■ What the exercise asks
Transcribe each of the records below exactly, excluding all pictures.

■ Dataset entries
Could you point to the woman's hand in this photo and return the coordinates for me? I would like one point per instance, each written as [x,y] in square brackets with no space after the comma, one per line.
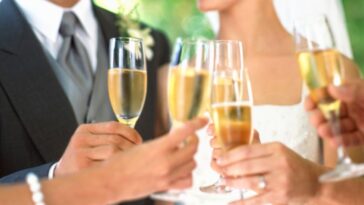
[288,178]
[217,151]
[351,115]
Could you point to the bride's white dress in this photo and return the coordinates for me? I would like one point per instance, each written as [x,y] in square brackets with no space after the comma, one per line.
[286,124]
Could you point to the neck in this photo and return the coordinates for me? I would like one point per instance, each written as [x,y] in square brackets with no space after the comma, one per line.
[65,3]
[256,24]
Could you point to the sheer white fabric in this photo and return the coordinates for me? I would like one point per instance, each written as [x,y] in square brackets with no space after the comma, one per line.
[288,10]
[288,125]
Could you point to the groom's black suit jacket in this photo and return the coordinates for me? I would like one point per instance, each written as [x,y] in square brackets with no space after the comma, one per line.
[36,118]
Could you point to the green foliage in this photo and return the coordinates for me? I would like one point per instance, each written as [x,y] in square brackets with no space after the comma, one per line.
[354,10]
[177,18]
[181,18]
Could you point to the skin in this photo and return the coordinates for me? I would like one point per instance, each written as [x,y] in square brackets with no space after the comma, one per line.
[91,144]
[269,51]
[352,121]
[169,166]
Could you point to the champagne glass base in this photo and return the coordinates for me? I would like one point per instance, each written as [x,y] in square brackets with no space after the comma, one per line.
[342,172]
[170,196]
[215,189]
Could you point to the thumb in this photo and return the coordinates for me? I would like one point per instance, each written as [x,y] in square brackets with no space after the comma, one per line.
[179,134]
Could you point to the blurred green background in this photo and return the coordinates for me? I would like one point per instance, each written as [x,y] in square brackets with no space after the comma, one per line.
[182,18]
[354,10]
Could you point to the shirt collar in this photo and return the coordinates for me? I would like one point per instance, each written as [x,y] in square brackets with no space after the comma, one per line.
[46,17]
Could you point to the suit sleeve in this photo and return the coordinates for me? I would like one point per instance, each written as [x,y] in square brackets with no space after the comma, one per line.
[19,176]
[162,50]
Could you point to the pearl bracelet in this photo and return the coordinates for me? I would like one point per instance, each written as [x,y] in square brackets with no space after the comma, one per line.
[36,189]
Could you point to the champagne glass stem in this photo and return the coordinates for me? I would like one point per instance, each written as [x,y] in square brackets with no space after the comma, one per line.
[343,157]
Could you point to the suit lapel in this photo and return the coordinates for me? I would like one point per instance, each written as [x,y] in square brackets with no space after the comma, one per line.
[31,85]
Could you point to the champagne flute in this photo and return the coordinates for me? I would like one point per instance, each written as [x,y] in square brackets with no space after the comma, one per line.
[189,85]
[231,102]
[127,79]
[321,65]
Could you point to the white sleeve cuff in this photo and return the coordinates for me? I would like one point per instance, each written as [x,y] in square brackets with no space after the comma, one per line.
[51,171]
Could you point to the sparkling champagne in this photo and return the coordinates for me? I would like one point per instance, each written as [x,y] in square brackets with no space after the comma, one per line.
[188,93]
[232,123]
[319,69]
[127,92]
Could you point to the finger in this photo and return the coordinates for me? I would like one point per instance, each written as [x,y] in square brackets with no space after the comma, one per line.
[347,125]
[214,143]
[182,155]
[102,152]
[256,139]
[183,170]
[182,183]
[317,118]
[309,104]
[113,128]
[210,129]
[216,167]
[250,167]
[246,152]
[247,182]
[264,198]
[117,140]
[352,139]
[217,153]
[178,135]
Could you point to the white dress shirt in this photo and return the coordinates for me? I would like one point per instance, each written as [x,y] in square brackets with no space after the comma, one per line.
[45,19]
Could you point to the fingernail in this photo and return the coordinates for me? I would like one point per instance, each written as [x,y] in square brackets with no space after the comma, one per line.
[223,181]
[219,161]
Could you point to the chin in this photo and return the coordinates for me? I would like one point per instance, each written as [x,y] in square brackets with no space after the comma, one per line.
[214,5]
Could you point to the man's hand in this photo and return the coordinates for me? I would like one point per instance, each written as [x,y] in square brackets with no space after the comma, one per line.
[154,166]
[351,115]
[94,143]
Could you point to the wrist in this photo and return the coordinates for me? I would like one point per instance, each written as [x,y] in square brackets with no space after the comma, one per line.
[320,194]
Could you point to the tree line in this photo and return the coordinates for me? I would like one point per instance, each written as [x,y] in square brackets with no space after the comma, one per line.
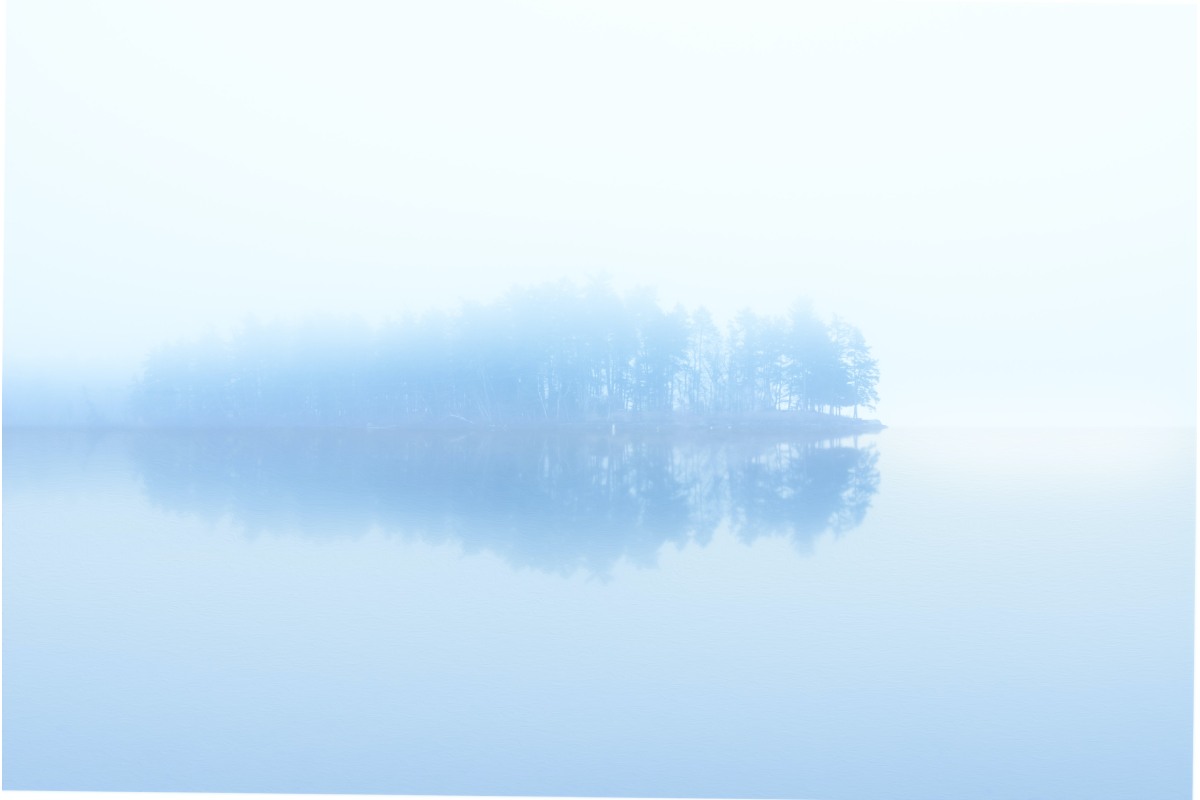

■ Solved exercise
Could you point to the woman's hand in this photo and return the coordinates for me? I would like one point per instance, each written as [x,y] in square brackets with no space after the comma, one per line.
[288,178]
[217,151]
[351,115]
Could you point to the bride's white dress in this photo and return the coordinates for me? I would like one point per instance, each written as [x,y] in square brackets with no space after the comma, one per line.
[286,124]
Could you point to the neck in this photo and return the coordinates for me? I would like one point per instance, each written as [x,y] in square brackets with no space after the comma, one per line.
[65,3]
[256,24]
Could you point to the sheer white fabric in this photo and return the coordinates for me? I would like one point per instance, each written as [x,y] in square brackets with no space after the comma, one per line.
[288,10]
[288,125]
Could you point to the groom's black suit jacket in this photo and return the coordinates for me? I would like one point per instance, each written as [x,y] in square brackets with no space after the comma, one per line.
[36,118]
Could you point to the green foliage in this photo and return the coordinates for me? I would like one point per instance, each written as [x,y] in square brackets with no space after the comma, one per line.
[354,10]
[177,18]
[181,18]
Could you point to the skin in this photo and return the coordinates for me? I would like one point per instance, each written as [x,y] in square brackets with no space after the comma, one per line.
[91,144]
[269,51]
[352,121]
[169,166]
Could you point to the champagne glass base in this photo and return the coordinates for me? I would like one point per instance, each written as [x,y] in square brackets with no space after the comma, one per line.
[342,172]
[170,196]
[215,189]
Could you point to the thumb in this photo and return the coordinates for me? I would like one point per instance, each written as [x,y] in square brackets with no space after the comma, one per line.
[179,134]
Could you point to the blurred green background in this photo and return the coordinates for me? I would like one point per instance, each written as [x,y] in square brackets with no space after the comma, one per line.
[182,18]
[354,10]
Could you point to the shirt collar in this photo and return the coordinates for me? I would like one point per instance, each written as [x,y] in square brackets with no space after the comma, one per line.
[46,17]
Could you point to the suit sleeve in this photo and return the coordinates for me? I would like one point per instance, each written as [x,y] in square brackets with no space after the comma, one per line.
[19,176]
[162,50]
Could you point to the pearl bracelet in this photo and return the coordinates for me? I would like one point per instance, each written as [x,y] in square brackets with no space after the comma, one per line.
[36,189]
Could you point to the champagne glass stem in this photo and return the coordinates for me? I would like one point per instance, each written as [x,y] in square brackets with no space after the comma, one per line.
[343,157]
Could you point to the suit lapel in this photo and return the coordinates for me? I would like one point per instance, each written as [x,y] in square brackets with no space after the comma, one per line.
[31,85]
Could you point to the champagne flute in this photo and return the coordinates for me? I would like one point per instance, each written as [x,y] in square brackets with no space after the comma, one per line.
[189,85]
[231,102]
[127,79]
[321,65]
Could you point to the white sleeve cuff in this photo and return the coordinates for me? I would like one point per instance, each written as [x,y] in square brackets with no space after the comma, one per line.
[51,171]
Could you point to the sparkling champagne in this photo and return the coordinates for me? I would like one point per instance, each written as [x,y] in square brackets with no space after the comma, one per line.
[188,93]
[232,123]
[319,69]
[127,92]
Could you point to the finger in this photo and return the coordinates for me? I would like one point per instance, each written as [x,y] in square brackets with no space after the comma, one per line.
[347,125]
[214,143]
[182,155]
[102,152]
[256,139]
[183,170]
[182,183]
[317,118]
[309,104]
[113,128]
[210,129]
[216,167]
[250,167]
[246,152]
[247,182]
[264,198]
[117,140]
[352,139]
[217,153]
[178,135]
Could you point to the white dress shirt in this photo and return the coordinates for me? I would like one point per instance, each written as [x,y] in square brackets with no space after the comma, one per line.
[45,19]
Could you point to the fingernail in this photo and return the coordinates for me? I would like one point per instance, each written as [x,y] in square brackets with no space after the comma, one per line.
[223,181]
[219,161]
Could you point to the chin in this photo and return the coordinates for me? I would like one point per instance, each written as [x,y] in square brackets with no space after the comma, one per line.
[214,5]
Could you point to the man's hand in this photo and return the coordinates for me? I would like one point per instance, each written as [x,y] in square brackets with no space after the comma, one per line.
[154,166]
[351,115]
[94,143]
Could you point to the wrist in this photo and return the coordinates for me? I would like one point per instance, each written as [x,y] in square brackets with no space after the comma, one per line.
[320,194]
Could you point to the tree line in this photo and return the coordinates for me? I would like one point per instance, each written as [x,y] in square brackets with no space after the comma, one per line.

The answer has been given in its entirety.